* **Required task**:
Replace "blue sky" with "cloudy sky" in the data that opens with the line containing "Where can you spot the blue" and closes with the line containing "Query: blue sky". Write out only those lines, leaving everything else in them unchanged.

* **Information provided**:

━━━━━━

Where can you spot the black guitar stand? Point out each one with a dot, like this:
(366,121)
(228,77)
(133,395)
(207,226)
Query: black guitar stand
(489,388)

━━━━━━

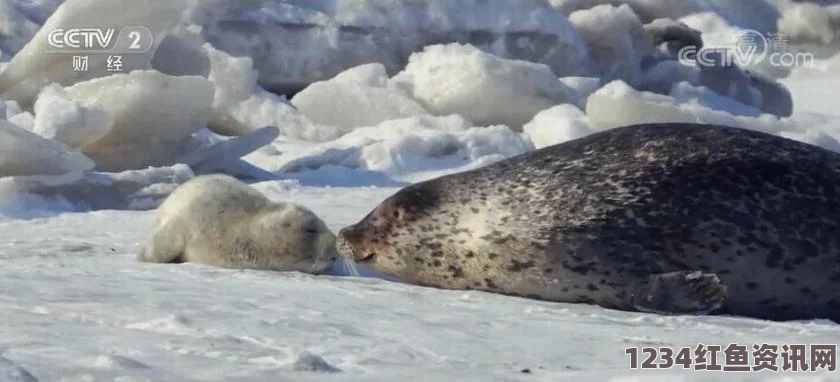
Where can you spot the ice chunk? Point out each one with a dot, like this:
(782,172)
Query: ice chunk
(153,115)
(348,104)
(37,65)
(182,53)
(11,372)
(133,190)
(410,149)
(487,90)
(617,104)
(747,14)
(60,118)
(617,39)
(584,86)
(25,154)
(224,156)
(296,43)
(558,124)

━━━━━━

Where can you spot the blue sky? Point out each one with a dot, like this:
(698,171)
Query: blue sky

━━━━━━

* **The completed task**:
Where can you spot the cloudy sky? Point out each one with a dot, like this:
(698,171)
Query: cloudy sky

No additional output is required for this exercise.